*** Recorded data Section Begins ***
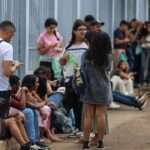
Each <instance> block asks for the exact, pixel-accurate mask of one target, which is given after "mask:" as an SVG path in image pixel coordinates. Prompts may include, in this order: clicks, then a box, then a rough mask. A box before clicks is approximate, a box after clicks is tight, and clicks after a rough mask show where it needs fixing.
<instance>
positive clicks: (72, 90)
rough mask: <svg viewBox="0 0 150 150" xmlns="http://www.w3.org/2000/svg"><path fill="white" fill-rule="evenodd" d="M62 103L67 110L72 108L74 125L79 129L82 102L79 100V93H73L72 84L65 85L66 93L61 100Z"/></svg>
mask: <svg viewBox="0 0 150 150" xmlns="http://www.w3.org/2000/svg"><path fill="white" fill-rule="evenodd" d="M63 105H64V107H65V109H66V110H67V112H68V113H69V111H70V109H73V112H74V115H75V123H76V124H75V126H76V128H78V129H79V130H81V120H82V105H83V104H82V102H81V101H80V97H79V95H77V94H76V93H75V91H74V90H73V88H72V86H71V85H70V86H68V85H67V86H66V94H65V98H64V101H63Z"/></svg>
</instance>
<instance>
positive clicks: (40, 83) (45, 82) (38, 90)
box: [34, 67, 47, 99]
mask: <svg viewBox="0 0 150 150" xmlns="http://www.w3.org/2000/svg"><path fill="white" fill-rule="evenodd" d="M34 75H36V76H37V77H38V78H39V87H38V89H37V93H38V95H39V96H40V98H42V99H44V98H45V95H46V94H47V69H46V68H44V67H40V68H37V69H36V70H35V71H34Z"/></svg>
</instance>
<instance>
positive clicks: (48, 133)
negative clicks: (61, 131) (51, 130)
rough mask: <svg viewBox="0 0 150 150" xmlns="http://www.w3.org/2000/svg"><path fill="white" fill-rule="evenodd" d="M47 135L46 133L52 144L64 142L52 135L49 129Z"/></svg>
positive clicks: (58, 138) (60, 139) (49, 139)
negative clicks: (56, 142)
mask: <svg viewBox="0 0 150 150" xmlns="http://www.w3.org/2000/svg"><path fill="white" fill-rule="evenodd" d="M45 133H46V136H47V138H48V139H49V140H51V141H52V142H62V141H64V140H63V139H61V138H59V137H58V136H56V135H55V134H52V132H51V131H50V130H49V129H46V128H45Z"/></svg>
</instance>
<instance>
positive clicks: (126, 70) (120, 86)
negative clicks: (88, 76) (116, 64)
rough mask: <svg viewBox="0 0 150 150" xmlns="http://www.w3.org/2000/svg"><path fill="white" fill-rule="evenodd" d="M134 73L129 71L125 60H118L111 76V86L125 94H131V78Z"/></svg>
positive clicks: (132, 80) (132, 94)
mask: <svg viewBox="0 0 150 150" xmlns="http://www.w3.org/2000/svg"><path fill="white" fill-rule="evenodd" d="M134 75H135V73H133V72H129V67H128V64H127V62H125V61H122V60H121V61H119V63H118V65H117V68H116V71H115V73H114V75H113V76H112V78H111V82H112V85H113V86H112V88H113V90H114V91H119V92H121V93H123V94H126V95H133V94H134V89H133V80H134Z"/></svg>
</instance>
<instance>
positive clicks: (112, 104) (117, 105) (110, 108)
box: [109, 102, 120, 109]
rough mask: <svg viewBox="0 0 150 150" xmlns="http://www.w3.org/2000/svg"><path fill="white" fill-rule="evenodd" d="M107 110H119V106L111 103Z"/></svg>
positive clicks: (112, 103)
mask: <svg viewBox="0 0 150 150" xmlns="http://www.w3.org/2000/svg"><path fill="white" fill-rule="evenodd" d="M109 108H110V109H119V108H120V105H118V104H117V103H115V102H112V103H111V104H110V105H109Z"/></svg>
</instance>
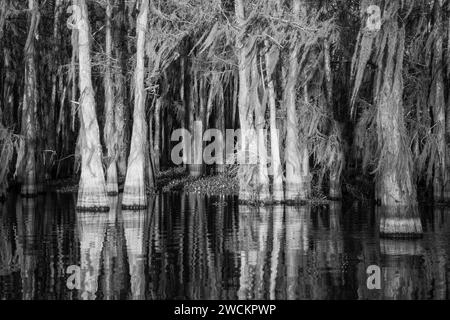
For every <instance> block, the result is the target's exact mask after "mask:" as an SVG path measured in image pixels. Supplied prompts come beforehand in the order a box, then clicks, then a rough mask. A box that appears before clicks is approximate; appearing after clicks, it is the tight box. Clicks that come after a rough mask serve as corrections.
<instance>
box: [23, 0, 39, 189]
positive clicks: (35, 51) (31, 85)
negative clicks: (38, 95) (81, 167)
mask: <svg viewBox="0 0 450 320" xmlns="http://www.w3.org/2000/svg"><path fill="white" fill-rule="evenodd" d="M28 9H29V13H30V15H29V19H28V36H27V42H26V44H25V49H24V57H25V77H24V79H25V90H24V96H23V109H22V135H23V136H24V137H25V155H24V159H23V161H24V162H25V164H24V166H23V183H22V189H21V192H22V194H23V195H25V196H33V195H36V194H37V191H38V190H37V186H36V175H37V172H36V148H37V139H38V136H37V130H36V128H37V123H36V122H37V100H38V98H37V88H36V86H37V84H36V61H35V59H36V48H35V39H36V35H37V34H36V33H37V29H38V25H39V12H38V4H37V2H36V0H28Z"/></svg>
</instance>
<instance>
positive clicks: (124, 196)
mask: <svg viewBox="0 0 450 320" xmlns="http://www.w3.org/2000/svg"><path fill="white" fill-rule="evenodd" d="M148 13H149V0H142V2H141V5H140V12H139V16H138V18H137V21H136V37H137V45H136V50H137V52H136V69H135V71H134V79H135V80H134V81H135V84H134V88H135V89H134V90H135V91H134V113H133V132H132V137H131V149H130V155H129V157H128V170H127V176H126V179H125V189H124V196H123V200H122V207H123V208H124V209H136V210H137V209H145V208H146V207H147V196H146V190H145V188H146V183H147V180H148V171H147V170H146V169H147V168H148V166H147V164H146V160H147V159H148V158H147V157H146V155H145V153H146V152H147V151H148V148H147V143H146V141H147V123H146V120H145V119H146V116H145V97H146V91H145V88H144V76H145V35H146V32H147V23H148Z"/></svg>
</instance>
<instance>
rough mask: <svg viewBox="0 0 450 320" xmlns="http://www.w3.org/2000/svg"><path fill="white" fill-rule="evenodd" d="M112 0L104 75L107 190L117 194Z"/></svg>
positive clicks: (106, 20) (106, 180)
mask: <svg viewBox="0 0 450 320" xmlns="http://www.w3.org/2000/svg"><path fill="white" fill-rule="evenodd" d="M111 1H112V0H107V2H106V26H105V28H106V50H105V54H106V70H105V76H104V86H105V129H104V135H105V142H106V146H107V149H108V163H107V171H106V177H107V178H106V191H107V192H108V195H110V196H115V195H117V194H118V192H119V186H118V180H117V160H116V159H117V154H116V152H117V132H116V125H115V119H116V118H115V115H114V114H115V110H114V97H113V82H112V71H111V61H112V56H111V55H112V34H111V15H112V4H111Z"/></svg>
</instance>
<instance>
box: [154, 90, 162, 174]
mask: <svg viewBox="0 0 450 320" xmlns="http://www.w3.org/2000/svg"><path fill="white" fill-rule="evenodd" d="M161 103H162V98H161V97H160V98H158V100H157V101H156V105H155V114H154V118H155V134H154V138H153V150H154V151H155V171H156V172H157V173H158V172H159V171H160V169H161V168H160V160H161Z"/></svg>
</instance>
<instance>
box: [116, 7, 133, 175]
mask: <svg viewBox="0 0 450 320" xmlns="http://www.w3.org/2000/svg"><path fill="white" fill-rule="evenodd" d="M116 5H117V6H119V12H120V13H119V14H120V15H121V18H122V19H120V20H119V21H120V24H119V25H118V26H116V32H115V35H114V39H113V40H114V47H115V55H116V59H117V61H118V66H117V68H118V70H117V71H116V72H115V73H114V83H115V84H116V86H115V89H116V90H115V105H114V108H115V109H114V110H115V112H114V115H115V125H116V132H117V169H118V174H119V175H120V176H121V177H125V175H126V173H127V155H128V141H129V133H128V131H129V130H128V118H129V110H128V103H125V102H124V101H126V97H127V82H126V77H125V75H124V72H126V70H127V60H126V52H127V47H126V44H127V41H126V33H125V32H124V29H125V28H126V27H125V22H124V20H125V18H124V17H125V3H124V2H123V1H120V0H116Z"/></svg>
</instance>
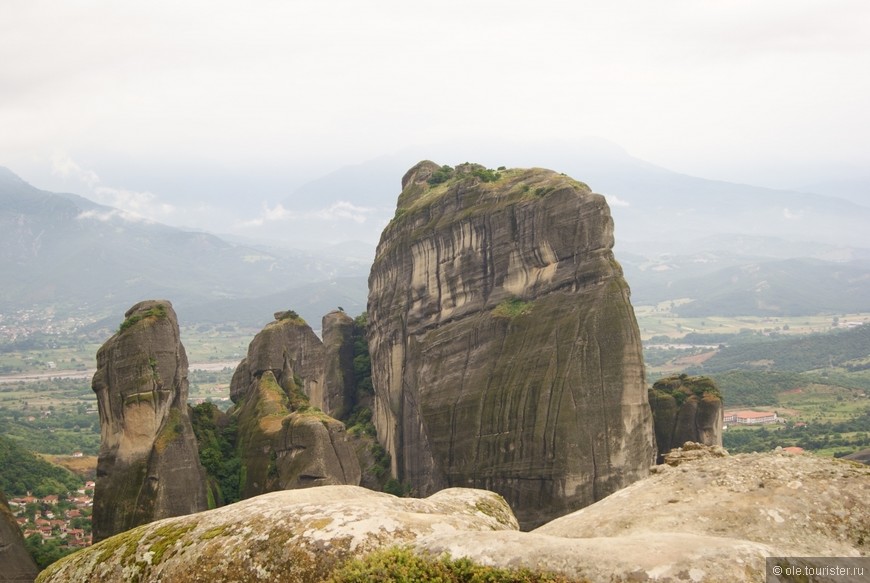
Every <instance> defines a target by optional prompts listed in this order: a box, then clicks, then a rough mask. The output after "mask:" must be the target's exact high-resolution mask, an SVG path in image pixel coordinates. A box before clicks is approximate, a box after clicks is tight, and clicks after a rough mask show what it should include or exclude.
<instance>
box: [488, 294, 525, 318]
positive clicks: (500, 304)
mask: <svg viewBox="0 0 870 583" xmlns="http://www.w3.org/2000/svg"><path fill="white" fill-rule="evenodd" d="M531 311H532V302H526V301H523V300H521V299H519V298H511V299H509V300H504V301H503V302H501V303H500V304H499V305H497V306H496V307H495V308H493V310H492V315H493V316H494V317H496V318H508V319H511V320H512V319H514V318H516V317H517V316H523V315H525V314H528V313H529V312H531Z"/></svg>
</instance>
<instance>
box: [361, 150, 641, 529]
mask: <svg viewBox="0 0 870 583" xmlns="http://www.w3.org/2000/svg"><path fill="white" fill-rule="evenodd" d="M439 172H442V173H443V170H440V167H439V166H438V165H437V164H434V163H432V162H421V163H419V164H418V165H416V166H415V167H414V168H412V169H411V170H409V171H408V172H407V173H406V175H405V177H404V178H403V180H402V187H403V191H402V193H401V195H400V196H399V200H398V205H397V207H398V208H397V211H396V217H395V218H394V219H393V221H392V222H391V223H390V224H389V225H388V226H387V227H386V229H385V230H384V232H383V234H382V236H381V241H380V244H379V245H378V250H377V255H376V257H375V261H374V265H373V267H372V272H371V276H370V278H369V290H370V291H369V303H368V317H369V324H370V329H369V344H370V349H371V356H372V378H373V381H374V385H375V389H376V403H375V417H374V421H375V425H376V427H377V429H378V438H379V440H380V441H381V443H382V444H383V445H384V447H385V448H386V449H387V451H388V452H389V453H390V455H391V456H392V464H393V465H392V471H393V474H394V475H395V476H396V477H397V478H398V479H399V480H400V481H404V482H408V483H410V485H411V486H412V488H413V491H414V492H415V494H416V495H424V496H425V495H427V494H430V493H432V492H435V491H437V490H439V489H441V488H444V487H448V486H461V487H475V488H484V489H490V490H492V491H495V492H498V493H499V494H501V495H503V496H504V497H505V498H506V499H507V500H508V502H509V503H510V504H511V506H512V507H513V508H514V511H515V512H516V514H517V517H518V518H519V520H520V523H521V524H522V525H523V527H524V528H532V527H535V526H538V525H540V524H542V523H544V522H546V521H548V520H550V519H552V518H555V517H556V516H560V515H563V514H566V513H568V512H570V511H572V510H575V509H577V508H580V507H582V506H585V505H588V504H591V503H592V502H594V501H595V500H598V499H601V498H603V497H605V496H607V495H608V494H610V493H612V492H614V491H616V490H618V489H619V488H622V487H624V486H626V485H628V484H630V483H632V482H633V481H635V480H637V479H639V478H642V477H643V476H645V475H646V474H647V472H648V469H649V467H650V466H651V465H652V464H653V462H654V458H655V445H654V438H653V431H652V420H651V414H650V409H649V405H648V401H647V391H646V388H645V386H644V376H643V359H642V354H641V344H640V335H639V331H638V328H637V323H636V320H635V317H634V312H633V309H632V307H631V303H630V302H629V289H628V286H627V284H626V282H625V280H624V279H623V277H622V270H621V268H620V266H619V264H618V263H617V262H616V261H615V259H614V257H613V253H612V246H613V221H612V220H611V218H610V213H609V210H608V207H607V204H606V202H605V200H604V197H602V196H600V195H598V194H593V193H592V192H591V190H590V189H589V187H588V186H586V185H585V184H583V183H580V182H577V181H575V180H572V179H571V178H568V177H567V176H564V175H560V174H558V173H556V172H552V171H549V170H543V169H517V170H506V171H503V172H501V173H500V174H499V176H498V177H497V179H496V180H488V176H487V171H486V170H485V169H483V168H482V167H480V166H477V165H463V166H460V167H457V168H456V169H454V170H452V174H451V175H450V177H449V178H446V179H444V180H443V181H441V182H438V183H437V184H430V181H433V180H434V179H438V176H439ZM433 177H434V179H433ZM489 177H492V174H489ZM485 178H487V180H484V179H485Z"/></svg>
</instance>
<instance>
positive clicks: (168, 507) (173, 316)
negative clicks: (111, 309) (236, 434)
mask: <svg viewBox="0 0 870 583" xmlns="http://www.w3.org/2000/svg"><path fill="white" fill-rule="evenodd" d="M125 318H126V319H125V320H124V322H123V323H122V324H121V327H120V330H119V331H118V333H117V334H115V335H114V336H112V337H111V338H110V339H109V340H107V341H106V343H105V344H103V346H102V347H101V348H100V350H99V351H98V352H97V372H96V373H95V374H94V379H93V382H92V387H93V389H94V392H95V393H96V394H97V406H98V408H99V412H100V437H101V441H100V457H99V461H98V463H97V486H96V489H95V492H94V513H93V534H94V541H95V542H96V541H98V540H102V539H104V538H106V537H109V536H112V535H113V534H117V533H119V532H122V531H124V530H128V529H130V528H133V527H134V526H138V525H140V524H145V523H147V522H151V521H153V520H158V519H160V518H167V517H169V516H179V515H182V514H190V513H192V512H198V511H200V510H206V509H207V508H208V501H207V494H206V486H205V472H204V470H203V468H202V466H201V465H200V463H199V454H198V451H197V445H196V439H195V437H194V434H193V429H192V428H191V425H190V417H189V416H188V412H187V389H188V385H187V354H186V353H185V351H184V346H182V344H181V339H180V336H179V329H178V320H177V319H176V316H175V311H174V310H173V309H172V304H171V303H170V302H168V301H166V300H156V301H153V300H152V301H145V302H140V303H138V304H136V305H135V306H133V307H132V308H130V309H129V310H128V311H127V313H126V314H125Z"/></svg>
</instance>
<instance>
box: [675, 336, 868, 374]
*** Recorded data Section Ends ***
• Task to complete
Repeat the records above exactly, from the first line through the line that contains "positive clicks: (48, 133)", and leave out the pictures.

• Written solution
Each <instance> block asks for the exact, pixel-accurate mask of one target, which is given after "mask:" as an SVG path in image pixel coordinates. Prompts may include, in this order: clicks, then a box, then a rough mask. A box before clicks is approximate, a box after clicks is tight, and clicks after a rough mask show where it needs fixing.
<instance>
positive clicks: (72, 90)
rough mask: <svg viewBox="0 0 150 150" xmlns="http://www.w3.org/2000/svg"><path fill="white" fill-rule="evenodd" d="M62 103L67 110L72 108L74 125L79 129L82 102L79 100V93H73L72 84L65 85L66 93L61 100Z"/></svg>
mask: <svg viewBox="0 0 150 150" xmlns="http://www.w3.org/2000/svg"><path fill="white" fill-rule="evenodd" d="M63 105H64V107H65V109H66V110H67V112H68V113H69V111H70V109H73V112H74V115H75V123H76V124H75V126H76V128H78V129H79V130H81V120H82V105H83V104H82V102H81V101H80V97H79V95H77V94H76V93H75V91H74V90H73V88H72V86H71V85H70V86H68V85H67V86H66V94H65V98H64V101H63Z"/></svg>
</instance>
<instance>
positive clicks: (40, 83) (45, 82) (38, 90)
box: [34, 67, 47, 99]
mask: <svg viewBox="0 0 150 150" xmlns="http://www.w3.org/2000/svg"><path fill="white" fill-rule="evenodd" d="M34 75H36V76H37V77H38V78H39V87H38V89H37V93H38V95H39V96H40V98H42V99H44V98H45V95H46V94H47V69H46V68H44V67H40V68H37V69H36V70H35V71H34Z"/></svg>
</instance>
<instance>
positive clicks: (48, 133)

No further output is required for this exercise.